Missing Memories and My New Set of Wheels
“They say what doesn’t kill you makes you stronger. Personally, I think whoever coined that phrase never had to navigate a shag-pile carpet in a wheelchair while trying to remember whether they actually liked olives, or if that was just a pre-aneurysm personality trait.”
If my life were a car, it would be a vintage Land Rover dropped from a Hercules transport plane and then declared “probably stress” by the mechanic.
Welcome to my world: a whirlwind of military-grade PTSD, Fibromyalgia, Functional Neurological Disorder (FND), and the aftermath of a ruptured brain aneurysm that decided to delete fourteen years of my life like a bored teenager clearing browser history.
The Great Identity Heist
Living with a Traumatic Brain Injury (TBI) is like waking up halfway through a film. You are the lead actor, but you have forgotten all your lines and the script is written in Cantonese. Fourteen years are gone. Vanished. Weddings, birthdays, friendships, arguments, entire chapters of life that everyone else remembers except me.
This memory wipe did not just take the data. It fractured my identity. I looked in the mirror and saw a man I did not recognise. That feeling was made worse by a left eye that decided to retire early, leaving me half-blind and permanently vulnerable to anything approaching from the port side.

** YOUR TASKS **
• a. Rewrite the account of memory loss from "The Great Identity" up to and including "remembers except me.", swapping "Cantonese" for "Portuguese".
• b. Carry on the personal account of memory loss and life in a wheelchair from its final sentence.

** ENTRIES SUPPLIED **

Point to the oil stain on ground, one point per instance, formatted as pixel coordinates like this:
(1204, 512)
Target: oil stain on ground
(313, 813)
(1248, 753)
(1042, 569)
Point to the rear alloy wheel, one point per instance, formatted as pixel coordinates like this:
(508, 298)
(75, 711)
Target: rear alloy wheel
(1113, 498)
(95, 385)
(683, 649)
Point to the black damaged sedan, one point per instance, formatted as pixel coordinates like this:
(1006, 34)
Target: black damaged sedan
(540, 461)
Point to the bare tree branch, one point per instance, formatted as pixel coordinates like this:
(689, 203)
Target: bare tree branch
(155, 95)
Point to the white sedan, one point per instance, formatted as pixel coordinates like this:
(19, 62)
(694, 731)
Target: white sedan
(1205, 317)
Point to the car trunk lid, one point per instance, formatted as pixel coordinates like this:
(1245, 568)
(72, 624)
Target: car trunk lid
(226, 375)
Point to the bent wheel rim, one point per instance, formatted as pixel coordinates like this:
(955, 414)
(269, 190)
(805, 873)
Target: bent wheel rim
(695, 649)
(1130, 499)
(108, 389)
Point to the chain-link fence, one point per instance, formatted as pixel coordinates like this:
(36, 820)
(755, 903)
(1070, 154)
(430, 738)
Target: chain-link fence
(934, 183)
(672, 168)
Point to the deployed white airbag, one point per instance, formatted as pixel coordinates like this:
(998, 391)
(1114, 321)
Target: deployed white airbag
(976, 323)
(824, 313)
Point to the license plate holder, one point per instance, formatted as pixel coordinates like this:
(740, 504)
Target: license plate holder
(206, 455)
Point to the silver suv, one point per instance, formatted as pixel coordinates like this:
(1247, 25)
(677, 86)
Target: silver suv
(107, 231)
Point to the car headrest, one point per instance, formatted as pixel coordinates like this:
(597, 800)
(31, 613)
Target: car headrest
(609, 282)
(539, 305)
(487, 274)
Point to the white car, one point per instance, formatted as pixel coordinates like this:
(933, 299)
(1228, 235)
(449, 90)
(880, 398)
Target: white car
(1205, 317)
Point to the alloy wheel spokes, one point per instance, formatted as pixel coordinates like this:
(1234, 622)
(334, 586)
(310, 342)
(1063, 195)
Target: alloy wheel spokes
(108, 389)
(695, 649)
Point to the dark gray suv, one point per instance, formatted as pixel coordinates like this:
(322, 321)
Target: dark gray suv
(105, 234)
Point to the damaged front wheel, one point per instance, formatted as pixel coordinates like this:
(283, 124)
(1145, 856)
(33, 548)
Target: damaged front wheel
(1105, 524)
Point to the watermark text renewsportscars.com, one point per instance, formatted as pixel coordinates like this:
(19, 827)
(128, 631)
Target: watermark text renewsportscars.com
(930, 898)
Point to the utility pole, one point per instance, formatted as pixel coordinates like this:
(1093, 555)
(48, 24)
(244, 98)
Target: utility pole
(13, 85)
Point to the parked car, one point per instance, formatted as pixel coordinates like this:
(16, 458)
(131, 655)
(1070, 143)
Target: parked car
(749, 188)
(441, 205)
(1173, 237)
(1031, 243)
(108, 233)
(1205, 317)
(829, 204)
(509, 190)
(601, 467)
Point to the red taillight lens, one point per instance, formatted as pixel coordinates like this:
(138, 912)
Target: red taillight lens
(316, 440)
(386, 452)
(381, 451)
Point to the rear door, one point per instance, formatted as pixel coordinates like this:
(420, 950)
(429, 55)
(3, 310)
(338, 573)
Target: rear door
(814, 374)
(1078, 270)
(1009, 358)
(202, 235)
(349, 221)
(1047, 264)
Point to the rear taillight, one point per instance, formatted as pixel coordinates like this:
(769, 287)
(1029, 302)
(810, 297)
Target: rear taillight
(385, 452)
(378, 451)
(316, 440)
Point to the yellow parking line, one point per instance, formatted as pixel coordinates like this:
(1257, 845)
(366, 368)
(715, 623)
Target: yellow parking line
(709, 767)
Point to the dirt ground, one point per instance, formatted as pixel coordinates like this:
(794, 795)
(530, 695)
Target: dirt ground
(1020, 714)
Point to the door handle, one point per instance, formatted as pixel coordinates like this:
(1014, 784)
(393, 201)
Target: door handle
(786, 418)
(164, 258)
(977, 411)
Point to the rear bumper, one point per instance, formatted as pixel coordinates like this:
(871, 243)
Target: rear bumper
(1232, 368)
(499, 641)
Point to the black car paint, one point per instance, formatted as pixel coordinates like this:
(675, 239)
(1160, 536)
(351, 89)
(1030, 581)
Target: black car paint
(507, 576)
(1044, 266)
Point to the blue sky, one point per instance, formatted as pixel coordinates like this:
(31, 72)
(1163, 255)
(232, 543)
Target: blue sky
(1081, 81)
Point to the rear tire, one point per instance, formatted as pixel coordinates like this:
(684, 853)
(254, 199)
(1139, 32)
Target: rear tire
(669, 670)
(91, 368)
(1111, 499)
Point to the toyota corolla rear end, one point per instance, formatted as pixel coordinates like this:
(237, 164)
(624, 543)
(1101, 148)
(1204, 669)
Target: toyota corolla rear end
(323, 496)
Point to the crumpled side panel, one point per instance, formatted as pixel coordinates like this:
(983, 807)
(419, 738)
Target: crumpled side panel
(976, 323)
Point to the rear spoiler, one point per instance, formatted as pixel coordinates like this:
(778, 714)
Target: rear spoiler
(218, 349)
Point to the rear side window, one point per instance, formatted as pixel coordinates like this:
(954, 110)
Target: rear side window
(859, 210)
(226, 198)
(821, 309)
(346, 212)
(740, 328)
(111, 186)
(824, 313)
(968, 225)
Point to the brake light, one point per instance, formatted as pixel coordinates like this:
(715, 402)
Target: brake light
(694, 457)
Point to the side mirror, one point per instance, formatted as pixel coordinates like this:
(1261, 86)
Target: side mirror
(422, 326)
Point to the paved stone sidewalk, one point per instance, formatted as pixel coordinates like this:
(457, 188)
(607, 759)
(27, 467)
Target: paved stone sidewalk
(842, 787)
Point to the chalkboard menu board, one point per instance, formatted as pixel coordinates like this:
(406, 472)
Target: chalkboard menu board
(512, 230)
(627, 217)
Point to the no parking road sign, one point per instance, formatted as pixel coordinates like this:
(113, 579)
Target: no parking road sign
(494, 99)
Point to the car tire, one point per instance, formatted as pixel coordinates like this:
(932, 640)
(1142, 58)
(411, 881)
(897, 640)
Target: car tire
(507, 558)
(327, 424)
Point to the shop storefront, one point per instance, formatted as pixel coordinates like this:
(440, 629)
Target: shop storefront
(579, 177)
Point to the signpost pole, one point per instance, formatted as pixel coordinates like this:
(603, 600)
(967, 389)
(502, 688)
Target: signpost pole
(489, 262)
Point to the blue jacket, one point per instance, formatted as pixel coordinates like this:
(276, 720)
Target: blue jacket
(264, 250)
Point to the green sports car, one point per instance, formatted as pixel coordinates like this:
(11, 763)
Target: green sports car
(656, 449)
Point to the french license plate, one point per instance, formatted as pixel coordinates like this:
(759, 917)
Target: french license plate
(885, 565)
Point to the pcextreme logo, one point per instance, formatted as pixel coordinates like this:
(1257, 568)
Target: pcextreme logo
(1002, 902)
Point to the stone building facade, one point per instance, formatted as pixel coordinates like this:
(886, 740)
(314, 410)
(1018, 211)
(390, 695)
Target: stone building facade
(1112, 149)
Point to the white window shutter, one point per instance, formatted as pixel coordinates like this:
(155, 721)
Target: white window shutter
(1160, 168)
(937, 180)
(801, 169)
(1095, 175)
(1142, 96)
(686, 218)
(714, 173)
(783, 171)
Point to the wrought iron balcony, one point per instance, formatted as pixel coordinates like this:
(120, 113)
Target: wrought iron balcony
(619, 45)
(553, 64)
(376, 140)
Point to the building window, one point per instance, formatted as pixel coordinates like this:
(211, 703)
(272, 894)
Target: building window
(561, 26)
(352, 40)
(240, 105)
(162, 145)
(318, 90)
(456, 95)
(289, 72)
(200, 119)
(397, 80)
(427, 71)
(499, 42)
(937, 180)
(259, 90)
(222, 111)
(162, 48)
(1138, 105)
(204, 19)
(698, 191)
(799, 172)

** ANSWERS FOR THIS EXERCISE **
• a.
The Great Identity Heist
Living with a Traumatic Brain Injury (TBI) is like waking up halfway through a film. You are the lead actor, but you have forgotten all your lines and the script is written in Portuguese. Fourteen years are gone. Vanished. Weddings, birthdays, friendships, arguments, entire chapters of life that everyone else remembers except me.

• b.
As a veteran, my identity was built around being the tough guy. I was the protector, the provider, the bloke who could carry a heavy pack for miles without complaint. Suddenly, I was a man in a wheelchair who could not remember his own thirties. It is a significant blow to the ego when you transition from soldier to asking for help reaching the digestives on the top shelf.
The Husband, The Father, and The Power Chair
Coming to terms with my role as a husband and father has been the steepest climb of all. In my head, a father is meant to be solid and dependable. Instead, I felt fragile, frustrated, and permanently aware of my own limitations.
The hardest part has been dependency. My wife went from being my partner-in-crime to becoming my primary carer. There is nothing quite like the romance of your spouse helping manoeuvre your wheelchair through a bathroom door that is three inches too narrow.
Then there is David, my Personal Assistant funded through Adult Social Services. He is brilliant, but accepting that I need support just to navigate a trip to the shops was a massive hit to my masculinity. For a long time, I did what most men do. I tried to out-stubborn it. That worked about as well as expected.
I wanted to be the hero of the story. Instead, I felt like the bloke whose nervous system could short-circuit because somebody dropped a spoon.
The “It’s All Linked” Club
Then we have the triple threat: PTSD, Fibromyalgia, and FND. Doctors love telling me these conditions are “all linked”, which often feels like medical shorthand for saying your brain has become so overloaded that it has started pulling random fire alarms throughout the body.
Fibromyalgia feels like being hit by a bus, except the bus is invisible and somehow follows you into every room.
FND adds the element of unpredictability. Since the aneurysm cemented my need for a wheelchair, FND has found other ways to make itself known, including triggering seizures from stress, overload, or sometimes apparently nothing at all.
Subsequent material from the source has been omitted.